**Description of the task**
In the page extract about the starfish healing arts project, who offers the taste of Reiki?

Page extract Start Marker

As told by DiPiero, “There’s a beach covered in hundreds of starfish, washed up by the tide. A boy is picking them up one at a time and throwing them back into the ocean, rescuing them from certain peril. A man approaches the boy and says, ‘There are so many beaches and so many starfish dying. Do you really think what you’re doing is making a difference?”

DiPiero added, “The boy bends down, picks up a starfish, throws it into the ocean and turns to the man and says, ‘I made a difference for that one.’”

For The Gloria Gemma Breast Cancer Resource Foundation’s healing arts project, each starfish represents an individual—patient, survivor, family member, caregiver or health professional—whose life has been altered by breast cancer, the third leading cause of death from cancer in Rhode Island. Participants will be invited to honor anyone in their lives on whom breast cancer has had a meaningful impact.

The handmade clay starfish will eventually be kiln-fired and included in a healing arts installation to celebrate the regeneration of life and the journey of faith, hope strength, courage and determination.

“Those starfish are what The Hope Bus is all about,” concluded DiPiero. “Helping one person at a time.”

From 1:30 to 4:00 p.m. guests can also have a taste of Reiki offered by Deb Lynch of A Serene Soul. This event is free and open to the public.

Page extract End Marker
Supplied entries Start Marker

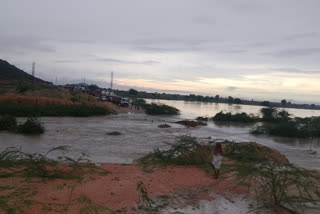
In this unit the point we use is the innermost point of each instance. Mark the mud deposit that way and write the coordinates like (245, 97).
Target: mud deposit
(140, 134)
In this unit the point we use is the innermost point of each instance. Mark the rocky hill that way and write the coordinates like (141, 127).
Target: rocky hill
(10, 73)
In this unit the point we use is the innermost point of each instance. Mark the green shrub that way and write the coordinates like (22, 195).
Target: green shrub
(202, 118)
(114, 133)
(31, 126)
(297, 127)
(277, 183)
(139, 102)
(239, 117)
(185, 150)
(160, 109)
(7, 122)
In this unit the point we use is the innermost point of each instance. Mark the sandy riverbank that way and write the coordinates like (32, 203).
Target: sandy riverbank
(118, 189)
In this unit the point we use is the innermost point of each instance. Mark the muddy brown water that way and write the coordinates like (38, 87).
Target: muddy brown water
(140, 134)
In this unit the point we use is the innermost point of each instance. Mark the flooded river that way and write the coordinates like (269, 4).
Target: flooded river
(140, 134)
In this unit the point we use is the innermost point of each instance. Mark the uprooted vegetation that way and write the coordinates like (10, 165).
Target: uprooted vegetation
(239, 117)
(191, 123)
(23, 110)
(265, 172)
(32, 125)
(296, 127)
(185, 150)
(7, 123)
(33, 168)
(275, 182)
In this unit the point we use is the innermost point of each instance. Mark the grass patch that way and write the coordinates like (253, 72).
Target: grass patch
(22, 110)
(15, 163)
(240, 117)
(185, 150)
(31, 126)
(114, 133)
(276, 183)
(202, 118)
(160, 109)
(7, 123)
(15, 199)
(297, 127)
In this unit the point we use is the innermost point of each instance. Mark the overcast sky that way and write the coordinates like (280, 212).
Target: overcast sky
(244, 48)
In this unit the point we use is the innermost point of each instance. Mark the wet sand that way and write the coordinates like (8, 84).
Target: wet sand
(118, 189)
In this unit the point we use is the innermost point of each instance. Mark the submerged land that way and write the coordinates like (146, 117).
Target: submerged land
(173, 177)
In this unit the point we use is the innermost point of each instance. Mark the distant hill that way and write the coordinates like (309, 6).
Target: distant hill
(11, 73)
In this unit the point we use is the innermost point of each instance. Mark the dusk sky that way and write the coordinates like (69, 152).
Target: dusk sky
(243, 48)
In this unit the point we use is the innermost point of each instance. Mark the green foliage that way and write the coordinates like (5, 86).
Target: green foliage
(160, 109)
(114, 133)
(21, 110)
(146, 205)
(15, 163)
(202, 118)
(31, 126)
(242, 117)
(297, 127)
(14, 200)
(93, 87)
(133, 92)
(29, 86)
(7, 122)
(139, 102)
(276, 183)
(185, 150)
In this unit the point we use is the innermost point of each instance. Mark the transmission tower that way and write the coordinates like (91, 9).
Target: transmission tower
(111, 81)
(33, 71)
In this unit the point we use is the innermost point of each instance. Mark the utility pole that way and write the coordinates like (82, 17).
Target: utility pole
(33, 71)
(111, 81)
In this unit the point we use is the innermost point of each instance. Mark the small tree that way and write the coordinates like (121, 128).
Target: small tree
(276, 183)
(268, 114)
(283, 102)
(133, 92)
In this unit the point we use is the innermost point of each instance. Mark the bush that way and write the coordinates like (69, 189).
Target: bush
(114, 133)
(185, 150)
(139, 102)
(298, 127)
(21, 110)
(7, 122)
(31, 126)
(229, 117)
(160, 109)
(202, 118)
(277, 183)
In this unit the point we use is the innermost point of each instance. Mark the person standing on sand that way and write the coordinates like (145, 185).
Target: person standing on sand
(217, 159)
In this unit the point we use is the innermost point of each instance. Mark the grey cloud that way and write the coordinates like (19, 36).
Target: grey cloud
(294, 52)
(231, 88)
(295, 70)
(67, 61)
(113, 60)
(20, 43)
(301, 36)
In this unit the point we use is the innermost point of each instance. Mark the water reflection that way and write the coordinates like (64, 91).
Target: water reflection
(192, 110)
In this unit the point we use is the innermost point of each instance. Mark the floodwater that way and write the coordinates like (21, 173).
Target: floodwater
(140, 134)
(193, 109)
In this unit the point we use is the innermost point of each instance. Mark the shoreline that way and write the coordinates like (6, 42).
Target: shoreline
(115, 187)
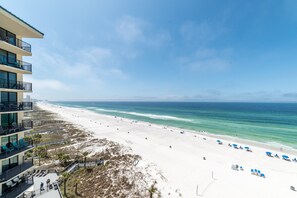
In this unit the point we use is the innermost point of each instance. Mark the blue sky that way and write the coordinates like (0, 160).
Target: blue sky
(188, 50)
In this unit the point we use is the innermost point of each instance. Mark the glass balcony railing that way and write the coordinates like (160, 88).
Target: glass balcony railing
(13, 148)
(18, 189)
(15, 106)
(18, 85)
(14, 128)
(10, 173)
(17, 42)
(4, 60)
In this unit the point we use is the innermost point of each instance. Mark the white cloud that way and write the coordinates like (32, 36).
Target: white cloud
(201, 32)
(131, 30)
(48, 84)
(207, 60)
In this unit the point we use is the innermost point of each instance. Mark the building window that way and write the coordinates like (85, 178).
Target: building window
(7, 36)
(10, 163)
(8, 120)
(8, 97)
(6, 141)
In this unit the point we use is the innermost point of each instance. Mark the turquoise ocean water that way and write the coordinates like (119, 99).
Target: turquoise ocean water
(273, 123)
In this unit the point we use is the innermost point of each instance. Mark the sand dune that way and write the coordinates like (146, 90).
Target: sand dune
(192, 161)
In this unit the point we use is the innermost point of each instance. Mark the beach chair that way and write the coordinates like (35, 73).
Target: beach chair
(36, 172)
(16, 145)
(2, 130)
(23, 143)
(5, 148)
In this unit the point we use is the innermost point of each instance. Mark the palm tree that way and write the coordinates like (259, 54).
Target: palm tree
(152, 190)
(65, 177)
(36, 139)
(85, 154)
(41, 152)
(76, 184)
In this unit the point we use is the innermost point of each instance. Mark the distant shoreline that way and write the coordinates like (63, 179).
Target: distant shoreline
(181, 161)
(230, 137)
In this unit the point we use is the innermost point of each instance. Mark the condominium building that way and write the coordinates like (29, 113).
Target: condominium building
(14, 165)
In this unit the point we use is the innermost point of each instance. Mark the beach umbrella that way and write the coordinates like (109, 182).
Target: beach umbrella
(285, 157)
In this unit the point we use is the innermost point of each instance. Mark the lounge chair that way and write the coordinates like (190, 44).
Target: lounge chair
(16, 145)
(45, 173)
(2, 130)
(36, 172)
(23, 143)
(5, 148)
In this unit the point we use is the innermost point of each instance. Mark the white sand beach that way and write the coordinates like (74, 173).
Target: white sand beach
(179, 158)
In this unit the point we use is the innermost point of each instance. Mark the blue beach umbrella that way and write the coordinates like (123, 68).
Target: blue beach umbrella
(268, 153)
(285, 157)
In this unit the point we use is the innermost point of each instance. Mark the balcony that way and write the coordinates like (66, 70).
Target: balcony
(15, 148)
(17, 42)
(24, 126)
(19, 188)
(15, 106)
(18, 64)
(7, 175)
(15, 85)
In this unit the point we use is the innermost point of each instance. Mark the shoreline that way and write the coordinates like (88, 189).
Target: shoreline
(189, 159)
(272, 146)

Supplied entries End Marker

**Finished task**
Deb Lynch of A Serene Soul offers it.